Begin
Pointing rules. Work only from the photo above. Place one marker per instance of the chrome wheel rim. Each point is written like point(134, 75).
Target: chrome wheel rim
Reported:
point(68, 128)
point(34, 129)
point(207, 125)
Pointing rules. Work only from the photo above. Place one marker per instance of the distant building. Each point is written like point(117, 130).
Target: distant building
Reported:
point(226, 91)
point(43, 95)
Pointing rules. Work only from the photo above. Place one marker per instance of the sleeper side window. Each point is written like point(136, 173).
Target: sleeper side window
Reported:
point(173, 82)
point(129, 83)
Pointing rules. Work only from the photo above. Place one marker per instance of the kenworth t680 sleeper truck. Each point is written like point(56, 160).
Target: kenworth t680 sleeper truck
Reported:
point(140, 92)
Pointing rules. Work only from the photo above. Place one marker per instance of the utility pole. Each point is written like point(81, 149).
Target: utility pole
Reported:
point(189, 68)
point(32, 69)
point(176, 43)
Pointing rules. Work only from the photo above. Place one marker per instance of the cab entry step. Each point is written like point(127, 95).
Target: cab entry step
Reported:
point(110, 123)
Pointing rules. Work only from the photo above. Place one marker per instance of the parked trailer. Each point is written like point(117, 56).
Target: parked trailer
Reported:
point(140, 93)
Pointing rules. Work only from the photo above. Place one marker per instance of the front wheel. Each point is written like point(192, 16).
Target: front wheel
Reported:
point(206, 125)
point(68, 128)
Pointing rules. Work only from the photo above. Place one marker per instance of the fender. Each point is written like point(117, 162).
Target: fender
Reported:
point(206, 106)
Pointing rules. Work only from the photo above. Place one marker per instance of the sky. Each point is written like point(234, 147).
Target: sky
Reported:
End
(Objective)
Rewrite all of the rows above, substituting "Object" for "Target" everywhere it appears and leaving every other part of the rows unchanged.

(Task output)
Pointing rules. Work only from the photo above. Place one marker per instance of the chrome wheel rim. Each point is written like point(134, 75).
Object: chrome wheel rim
Reported:
point(68, 128)
point(34, 129)
point(207, 125)
Pointing rules. Work only from the photo above. Place one marker per instance of the distant building. Each point is written like point(117, 130).
Object: distant building
Reported:
point(226, 91)
point(43, 95)
Pointing rules. Work only from the photo above. Place one marker per instance of the sleeper side window. Each point is written like point(136, 173).
Object: sleeper side window
Reported:
point(173, 82)
point(129, 83)
Pointing rules. Work only from the photo above. Place one marker per instance of the kenworth t680 sleeper truck. Each point is written like point(56, 160).
Object: kenworth t680 sleeper truck
Reported:
point(140, 92)
Pointing rules. Work only from the photo above. Place one marker per instance of the utility pole. Each point is written like point(81, 149).
Object: utility pole
Reported:
point(189, 68)
point(32, 69)
point(176, 43)
Pointing rules. Work only from the photo above. Place one marker per instance of the cab entry step. Each point is written like point(127, 95).
Object: cab entry step
Reported:
point(110, 123)
Pointing rules. Work only from the photo above. Place one marker per instance of the parked trailer. Each point is written like point(117, 56).
Object: parked trailer
Reported:
point(140, 93)
Pointing rules. Work only from the photo above. Place one marker per instance of the front wheel. Each point is written like point(192, 16).
Object: front wheel
Reported:
point(206, 125)
point(68, 128)
Pointing rules. Work only from the photo above. Place one marker per instance of the fender. Each point is written like point(117, 162).
Object: fender
Reported:
point(206, 106)
Pointing rules. Work only from the photo above. Place one marker per instance of the sky. Each point is written like point(234, 147).
Object: sky
Reported:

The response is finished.